Stored records:
[Start of Attachment]

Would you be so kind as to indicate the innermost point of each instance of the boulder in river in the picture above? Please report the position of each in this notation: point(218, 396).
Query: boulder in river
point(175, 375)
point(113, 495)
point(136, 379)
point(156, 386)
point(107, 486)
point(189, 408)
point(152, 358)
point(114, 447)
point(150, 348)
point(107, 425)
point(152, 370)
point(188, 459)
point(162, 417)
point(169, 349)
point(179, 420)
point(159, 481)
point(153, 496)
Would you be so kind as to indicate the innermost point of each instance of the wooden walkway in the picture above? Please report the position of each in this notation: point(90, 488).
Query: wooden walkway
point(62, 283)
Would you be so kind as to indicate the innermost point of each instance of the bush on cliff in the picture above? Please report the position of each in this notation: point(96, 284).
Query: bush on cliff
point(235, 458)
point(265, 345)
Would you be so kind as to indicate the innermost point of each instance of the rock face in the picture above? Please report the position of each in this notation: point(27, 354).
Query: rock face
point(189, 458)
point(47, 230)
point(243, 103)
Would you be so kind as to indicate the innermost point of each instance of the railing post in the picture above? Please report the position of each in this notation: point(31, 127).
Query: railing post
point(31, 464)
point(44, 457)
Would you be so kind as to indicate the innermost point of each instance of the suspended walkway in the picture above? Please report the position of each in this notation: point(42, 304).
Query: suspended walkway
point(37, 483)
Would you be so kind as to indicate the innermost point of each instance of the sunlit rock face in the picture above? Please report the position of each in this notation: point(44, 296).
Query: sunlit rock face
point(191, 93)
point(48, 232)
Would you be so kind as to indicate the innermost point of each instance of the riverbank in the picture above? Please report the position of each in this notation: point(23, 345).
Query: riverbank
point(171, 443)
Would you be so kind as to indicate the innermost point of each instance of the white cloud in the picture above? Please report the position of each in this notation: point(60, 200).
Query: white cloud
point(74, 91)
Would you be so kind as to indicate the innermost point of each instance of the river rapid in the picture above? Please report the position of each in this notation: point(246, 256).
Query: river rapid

[End of Attachment]

* EXERCISE:
Your task is to print all of the records exactly.

* RESPONSE TO THE EXERCISE:
Would you be so kind as to indicate the innermost point of each instance of the boulder in river in the picture above? Please report the position of each in this notation: point(218, 396).
Query: boulder in river
point(175, 375)
point(113, 495)
point(136, 379)
point(156, 386)
point(107, 486)
point(189, 408)
point(152, 358)
point(114, 447)
point(150, 348)
point(107, 425)
point(152, 370)
point(188, 459)
point(162, 417)
point(169, 349)
point(179, 420)
point(159, 481)
point(153, 496)
Would you be so kind as to indicate the innermost point of each instance of the wooden walkway in the picture above? Please report the position of each in this notation: point(90, 488).
Query: wooden walkway
point(62, 283)
Would you be so kind as to indicate the innermost point of each instance of the bush on cliff in the picture above? Please report the position of each in this notation: point(96, 284).
Query: bush on cliff
point(235, 458)
point(265, 345)
Would you be so kind as to indicate the innermost point of each instance of the rock face in the picture above? Please report the position of each in this notation: point(27, 354).
Query: rock face
point(189, 458)
point(47, 230)
point(243, 103)
Would you be so kind as to indicate the innermost point of each instance of the railing post in the picture above? Please report the position of each in this notation: point(31, 127).
Query: railing post
point(31, 464)
point(44, 457)
Would you be so kind as to indicate the innermost point of each instance of the suspended walkway in the picture above? Please report the position of each in this notation: point(42, 304).
Query: suspended walkway
point(37, 483)
Would you be so kind as to indicate the innermost point of each instance of the sunlit rock face in the picture above? Please report the position of each in this notation: point(44, 296).
Query: sunlit rock face
point(191, 93)
point(48, 232)
Would you be so kind as to indicate the innermost point of each instance of the riverbank in the picture above? Please report the position of each in this notation: point(23, 345).
Query: riverbank
point(171, 443)
Would you be so kind as to indicate the innermost point of each instance of the white cloud in the picture above? Please report the position of each in this notation: point(60, 200).
Query: white cloud
point(74, 91)
Would you be so kind as to indicate the innermost point of each instance of the river rapid in the picture above? Please report the position of each in this notation: point(246, 256).
Query: river rapid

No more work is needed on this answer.